# WRITTEN EXERCISE A
According to the TensorRT error excerpt, what is the maximum dimension in the profile at index 2?

# SUPPLIED PASSAGE
:::::
Calling nvinfer1::IExecutionContext::setBindingDimensions causes

[executionContext.cpp::setBindingDimensions::944] Error Code 3: API Usage Error (Parameter check failed at: runtime/api/executionContext.cpp::setBindingDimensions::944, condition: profileMaxDims.d[i] >= dimensions.d[i]. Supplied binding dimension [1,3,256,256] for bindings[0] exceed min ~ max range at index 2, maximum dimension in profile is 16, minimum dimension in profile is 16, but supplied dimension is 256.

1 hit was a browser based ONNX editor.

https://github.com/ZhangGe6/onnx-modifier

This doesn't show any min/max field or allow changing the dimensions. It only allows renaming layers.

Min/opt/max options appeared in a usage of buildSerializedNetwork. This one mentions adding an input & resize layer. It's believed that body_25 is supposed act as a kernel operating on a larger input, rather than operating on a scaled down frame.
:::::
# TASK INPUTS

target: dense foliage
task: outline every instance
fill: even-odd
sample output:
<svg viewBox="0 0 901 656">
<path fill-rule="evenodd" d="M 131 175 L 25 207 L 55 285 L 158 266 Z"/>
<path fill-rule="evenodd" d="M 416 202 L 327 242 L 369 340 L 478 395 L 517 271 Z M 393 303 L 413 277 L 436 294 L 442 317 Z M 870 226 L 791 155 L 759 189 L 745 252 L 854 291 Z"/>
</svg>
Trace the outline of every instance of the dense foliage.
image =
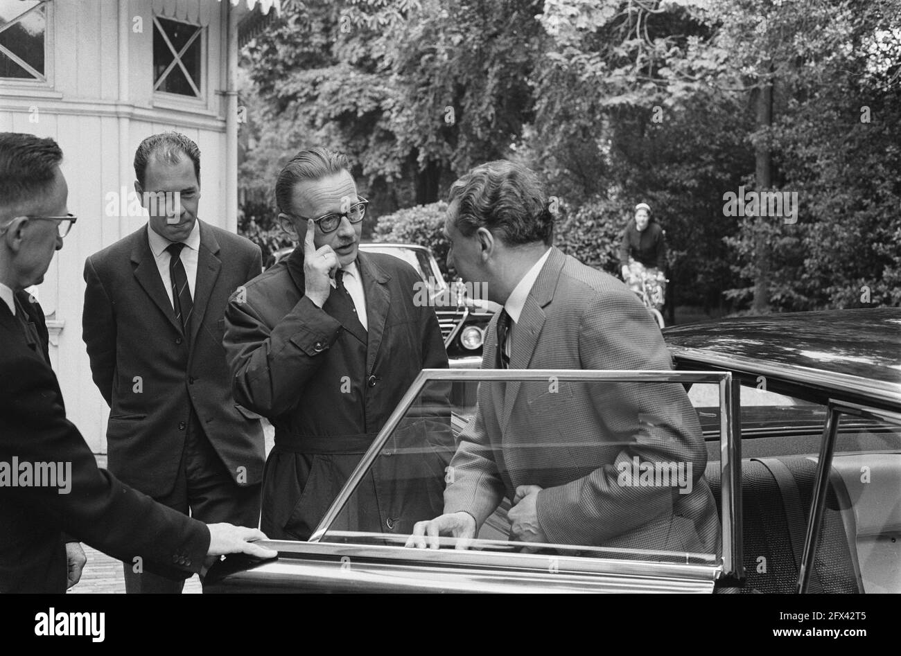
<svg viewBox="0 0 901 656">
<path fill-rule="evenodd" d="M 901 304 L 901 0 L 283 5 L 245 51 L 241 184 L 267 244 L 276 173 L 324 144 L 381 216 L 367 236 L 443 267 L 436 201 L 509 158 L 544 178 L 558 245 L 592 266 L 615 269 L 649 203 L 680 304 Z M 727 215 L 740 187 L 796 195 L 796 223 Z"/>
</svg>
:::::
# WRITTEN EXERCISE B
Report all lines in the records that contain the word "every".

# WORKED SOLUTION A
16

# WORKED SOLUTION B
task: outline every instance
Trace the outline of every instance of the dense foliage.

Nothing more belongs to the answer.